EXERCISE TASK
Convert the records into a numbered list, starting with the line that contains "Report the position of each instance of the ornate" and going on through the end of the records, leaving out blank lines.

RECORDED INFORMATION
[start]

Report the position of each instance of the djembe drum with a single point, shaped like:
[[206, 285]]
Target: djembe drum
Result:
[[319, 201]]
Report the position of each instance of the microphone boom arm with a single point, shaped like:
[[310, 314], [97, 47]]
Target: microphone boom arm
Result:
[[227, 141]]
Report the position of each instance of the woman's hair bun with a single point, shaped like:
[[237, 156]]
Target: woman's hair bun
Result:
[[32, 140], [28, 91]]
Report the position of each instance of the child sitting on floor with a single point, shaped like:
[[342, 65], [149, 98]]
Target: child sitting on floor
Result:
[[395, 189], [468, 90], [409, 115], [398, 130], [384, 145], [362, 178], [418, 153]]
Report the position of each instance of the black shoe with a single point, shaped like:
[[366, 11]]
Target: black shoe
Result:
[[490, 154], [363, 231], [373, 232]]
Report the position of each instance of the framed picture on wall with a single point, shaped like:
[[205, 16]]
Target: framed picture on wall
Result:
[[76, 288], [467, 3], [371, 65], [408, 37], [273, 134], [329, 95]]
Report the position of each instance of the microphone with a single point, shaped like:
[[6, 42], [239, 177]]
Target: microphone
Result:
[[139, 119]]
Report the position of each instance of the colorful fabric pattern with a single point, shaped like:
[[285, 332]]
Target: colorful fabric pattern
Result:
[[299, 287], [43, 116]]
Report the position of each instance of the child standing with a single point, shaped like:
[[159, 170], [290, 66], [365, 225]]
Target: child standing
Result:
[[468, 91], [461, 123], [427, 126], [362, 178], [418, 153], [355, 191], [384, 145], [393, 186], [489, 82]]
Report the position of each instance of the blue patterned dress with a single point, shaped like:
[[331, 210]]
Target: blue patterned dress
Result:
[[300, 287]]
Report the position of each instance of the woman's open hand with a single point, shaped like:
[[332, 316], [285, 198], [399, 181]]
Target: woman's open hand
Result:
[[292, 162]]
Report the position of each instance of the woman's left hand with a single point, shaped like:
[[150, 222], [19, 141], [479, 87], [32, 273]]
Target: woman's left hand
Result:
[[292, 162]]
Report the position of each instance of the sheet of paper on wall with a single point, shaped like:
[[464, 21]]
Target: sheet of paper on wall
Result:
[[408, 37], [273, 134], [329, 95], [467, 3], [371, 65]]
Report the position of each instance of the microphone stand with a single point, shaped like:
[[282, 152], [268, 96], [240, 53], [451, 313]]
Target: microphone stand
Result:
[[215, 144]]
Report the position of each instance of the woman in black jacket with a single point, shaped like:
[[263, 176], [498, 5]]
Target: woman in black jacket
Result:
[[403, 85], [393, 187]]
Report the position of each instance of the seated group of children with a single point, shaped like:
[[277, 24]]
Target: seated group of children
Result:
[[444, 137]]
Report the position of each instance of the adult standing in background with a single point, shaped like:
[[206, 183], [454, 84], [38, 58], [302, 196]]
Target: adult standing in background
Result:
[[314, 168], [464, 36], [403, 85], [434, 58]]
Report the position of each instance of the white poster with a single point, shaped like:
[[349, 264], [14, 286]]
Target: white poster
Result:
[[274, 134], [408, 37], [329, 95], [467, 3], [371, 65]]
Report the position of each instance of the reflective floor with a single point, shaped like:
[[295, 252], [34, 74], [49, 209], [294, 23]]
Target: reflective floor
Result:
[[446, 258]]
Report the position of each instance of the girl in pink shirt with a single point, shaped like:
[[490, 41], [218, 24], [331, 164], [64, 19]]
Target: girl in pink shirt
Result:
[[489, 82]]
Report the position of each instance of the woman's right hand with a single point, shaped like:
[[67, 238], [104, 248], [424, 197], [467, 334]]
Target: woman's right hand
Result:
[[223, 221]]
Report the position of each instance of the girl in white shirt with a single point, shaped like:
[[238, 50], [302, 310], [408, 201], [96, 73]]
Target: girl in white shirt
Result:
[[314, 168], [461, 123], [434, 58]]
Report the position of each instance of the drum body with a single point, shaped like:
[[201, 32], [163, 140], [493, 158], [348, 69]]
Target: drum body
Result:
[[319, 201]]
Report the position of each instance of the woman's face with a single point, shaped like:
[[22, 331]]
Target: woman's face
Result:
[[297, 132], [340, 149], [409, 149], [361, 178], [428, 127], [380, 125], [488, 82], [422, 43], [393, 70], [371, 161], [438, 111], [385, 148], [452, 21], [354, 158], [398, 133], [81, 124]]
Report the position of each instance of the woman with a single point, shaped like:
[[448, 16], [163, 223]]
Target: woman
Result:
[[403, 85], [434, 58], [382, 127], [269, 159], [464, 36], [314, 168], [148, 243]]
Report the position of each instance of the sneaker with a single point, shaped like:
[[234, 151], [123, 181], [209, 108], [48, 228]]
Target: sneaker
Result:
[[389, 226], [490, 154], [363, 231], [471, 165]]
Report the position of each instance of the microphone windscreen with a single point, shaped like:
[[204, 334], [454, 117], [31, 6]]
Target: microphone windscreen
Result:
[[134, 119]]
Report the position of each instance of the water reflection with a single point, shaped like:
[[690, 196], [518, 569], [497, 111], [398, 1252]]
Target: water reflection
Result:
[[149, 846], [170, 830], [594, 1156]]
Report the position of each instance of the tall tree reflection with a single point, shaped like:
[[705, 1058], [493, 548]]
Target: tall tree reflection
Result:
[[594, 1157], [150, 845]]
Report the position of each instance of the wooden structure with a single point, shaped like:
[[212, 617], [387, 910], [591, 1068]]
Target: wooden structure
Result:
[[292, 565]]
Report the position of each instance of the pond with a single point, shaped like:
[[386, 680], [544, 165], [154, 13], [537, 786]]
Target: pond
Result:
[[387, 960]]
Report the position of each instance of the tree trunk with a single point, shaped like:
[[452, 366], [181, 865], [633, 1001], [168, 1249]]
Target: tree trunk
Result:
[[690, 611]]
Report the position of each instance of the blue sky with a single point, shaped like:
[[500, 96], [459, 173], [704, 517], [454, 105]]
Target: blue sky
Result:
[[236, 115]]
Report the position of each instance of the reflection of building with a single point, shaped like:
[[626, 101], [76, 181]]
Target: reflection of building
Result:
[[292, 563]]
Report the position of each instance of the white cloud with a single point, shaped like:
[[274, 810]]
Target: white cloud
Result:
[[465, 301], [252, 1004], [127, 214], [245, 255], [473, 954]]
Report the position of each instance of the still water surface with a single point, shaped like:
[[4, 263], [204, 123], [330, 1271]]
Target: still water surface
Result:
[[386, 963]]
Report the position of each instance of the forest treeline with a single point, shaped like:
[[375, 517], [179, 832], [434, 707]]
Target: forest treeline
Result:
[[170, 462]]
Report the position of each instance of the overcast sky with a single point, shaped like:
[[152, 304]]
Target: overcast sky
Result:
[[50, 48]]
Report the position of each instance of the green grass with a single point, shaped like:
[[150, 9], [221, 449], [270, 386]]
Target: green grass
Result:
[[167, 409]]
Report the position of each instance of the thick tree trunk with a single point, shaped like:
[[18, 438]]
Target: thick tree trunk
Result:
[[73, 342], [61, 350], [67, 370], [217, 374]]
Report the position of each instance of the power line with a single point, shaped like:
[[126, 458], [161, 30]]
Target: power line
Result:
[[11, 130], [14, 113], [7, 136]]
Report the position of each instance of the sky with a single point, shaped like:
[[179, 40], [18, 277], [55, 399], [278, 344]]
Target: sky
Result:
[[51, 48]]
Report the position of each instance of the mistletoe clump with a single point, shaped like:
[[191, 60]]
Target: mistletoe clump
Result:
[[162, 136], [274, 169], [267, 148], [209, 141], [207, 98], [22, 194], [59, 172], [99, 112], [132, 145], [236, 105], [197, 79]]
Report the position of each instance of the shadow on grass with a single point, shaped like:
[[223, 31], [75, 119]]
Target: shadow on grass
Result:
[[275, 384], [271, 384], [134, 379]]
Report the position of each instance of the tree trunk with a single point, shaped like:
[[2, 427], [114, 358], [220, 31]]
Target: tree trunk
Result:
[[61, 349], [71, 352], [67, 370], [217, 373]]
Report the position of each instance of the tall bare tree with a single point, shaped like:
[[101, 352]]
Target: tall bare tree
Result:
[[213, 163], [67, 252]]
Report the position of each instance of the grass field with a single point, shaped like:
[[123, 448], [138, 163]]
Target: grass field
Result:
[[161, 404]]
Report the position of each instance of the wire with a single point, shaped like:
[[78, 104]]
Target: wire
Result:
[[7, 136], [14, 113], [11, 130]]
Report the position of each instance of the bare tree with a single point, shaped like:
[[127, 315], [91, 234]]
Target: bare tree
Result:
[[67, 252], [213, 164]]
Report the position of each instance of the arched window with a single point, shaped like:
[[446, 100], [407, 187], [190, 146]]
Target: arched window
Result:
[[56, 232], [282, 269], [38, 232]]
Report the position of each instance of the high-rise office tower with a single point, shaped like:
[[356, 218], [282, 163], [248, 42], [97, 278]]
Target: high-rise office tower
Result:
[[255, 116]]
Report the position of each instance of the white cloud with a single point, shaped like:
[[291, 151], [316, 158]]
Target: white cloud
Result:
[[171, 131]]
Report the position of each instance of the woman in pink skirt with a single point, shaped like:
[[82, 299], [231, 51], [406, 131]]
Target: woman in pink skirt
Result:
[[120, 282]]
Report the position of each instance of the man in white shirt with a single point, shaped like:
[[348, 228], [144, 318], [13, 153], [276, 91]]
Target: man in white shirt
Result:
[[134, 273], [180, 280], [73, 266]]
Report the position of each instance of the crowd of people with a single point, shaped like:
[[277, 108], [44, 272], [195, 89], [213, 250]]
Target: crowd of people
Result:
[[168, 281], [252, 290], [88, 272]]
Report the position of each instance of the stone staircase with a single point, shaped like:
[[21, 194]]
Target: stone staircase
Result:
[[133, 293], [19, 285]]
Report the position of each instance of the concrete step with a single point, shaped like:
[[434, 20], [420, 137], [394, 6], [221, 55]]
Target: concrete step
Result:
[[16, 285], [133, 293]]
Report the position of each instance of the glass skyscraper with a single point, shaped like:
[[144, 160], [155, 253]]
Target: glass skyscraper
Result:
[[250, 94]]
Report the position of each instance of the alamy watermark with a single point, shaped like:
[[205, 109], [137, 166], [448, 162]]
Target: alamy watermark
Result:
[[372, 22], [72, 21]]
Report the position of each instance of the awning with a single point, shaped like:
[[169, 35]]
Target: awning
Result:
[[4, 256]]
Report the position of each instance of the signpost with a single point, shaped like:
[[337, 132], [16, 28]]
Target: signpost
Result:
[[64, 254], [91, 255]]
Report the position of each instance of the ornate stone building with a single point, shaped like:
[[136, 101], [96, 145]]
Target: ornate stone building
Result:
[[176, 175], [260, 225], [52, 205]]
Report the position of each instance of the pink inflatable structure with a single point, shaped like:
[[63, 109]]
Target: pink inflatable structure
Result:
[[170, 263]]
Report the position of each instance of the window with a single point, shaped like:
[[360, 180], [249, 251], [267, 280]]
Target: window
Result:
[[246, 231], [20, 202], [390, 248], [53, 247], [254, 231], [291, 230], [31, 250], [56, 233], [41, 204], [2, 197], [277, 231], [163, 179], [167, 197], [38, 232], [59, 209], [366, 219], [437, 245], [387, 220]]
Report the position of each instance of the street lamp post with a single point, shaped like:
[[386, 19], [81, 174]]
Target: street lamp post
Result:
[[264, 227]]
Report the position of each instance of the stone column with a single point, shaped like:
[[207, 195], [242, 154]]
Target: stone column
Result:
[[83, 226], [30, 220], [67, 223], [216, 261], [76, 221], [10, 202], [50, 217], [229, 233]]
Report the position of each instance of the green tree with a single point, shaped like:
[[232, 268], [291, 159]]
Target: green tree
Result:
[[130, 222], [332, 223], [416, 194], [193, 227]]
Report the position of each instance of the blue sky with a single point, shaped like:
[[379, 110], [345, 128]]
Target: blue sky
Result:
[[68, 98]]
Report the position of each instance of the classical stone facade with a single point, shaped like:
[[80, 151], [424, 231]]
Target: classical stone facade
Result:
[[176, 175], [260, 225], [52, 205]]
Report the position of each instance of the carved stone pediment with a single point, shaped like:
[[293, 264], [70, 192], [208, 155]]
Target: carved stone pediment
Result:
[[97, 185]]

[end]

EXPECTED ANSWER
1. Report the position of each instance of the ornate stone building with a single point, shaped like:
2. [[136, 101], [96, 145]]
3. Target: ornate stone building
4. Result:
5. [[176, 175], [260, 225], [52, 205]]
6. Report the position of each instance of the pink inflatable structure with a single point, shaped like:
7. [[63, 109]]
8. Target: pink inflatable structure
9. Result:
10. [[170, 263]]
11. Report the position of each instance of the window with a single point, shaped like:
12. [[360, 180], [249, 251], [267, 280]]
13. Target: window
14. Result:
15. [[246, 231], [20, 202], [390, 248], [53, 247], [254, 231], [291, 230], [31, 250], [56, 233], [41, 204], [2, 197], [277, 231], [163, 179], [167, 197], [38, 232], [59, 209], [366, 219], [437, 245], [387, 220]]
16. Report the position of each instance of the street lamp post with a single point, shaped like:
17. [[386, 19], [81, 174]]
18. Target: street lamp post
19. Result:
20. [[264, 227]]
21. Report the position of each instance of the stone column with a single point, shaped like:
22. [[207, 195], [242, 154]]
23. Target: stone column
24. Result:
25. [[83, 226], [30, 220], [67, 223], [216, 261], [76, 221], [10, 202], [50, 217], [229, 233]]
26. Report the position of each instance of the green tree with a single point, shaped like:
27. [[232, 268], [291, 159]]
28. Target: green tree
29. Result:
30. [[130, 222], [332, 223], [416, 194], [193, 227]]
31. Report the position of each instance of the blue sky with a single point, shaped like:
32. [[379, 110], [345, 128]]
33. Target: blue sky
34. Result:
35. [[68, 98]]
36. Report the position of each instance of the classical stone facade with a single point, shaped like:
37. [[80, 151], [424, 231]]
38. Target: classical stone facade
39. Result:
40. [[176, 175], [260, 225], [52, 205]]
41. Report the position of each instance of the carved stone pediment with a single point, shaped like:
42. [[293, 264], [70, 192], [208, 155]]
43. Target: carved stone pediment
44. Result:
45. [[97, 185]]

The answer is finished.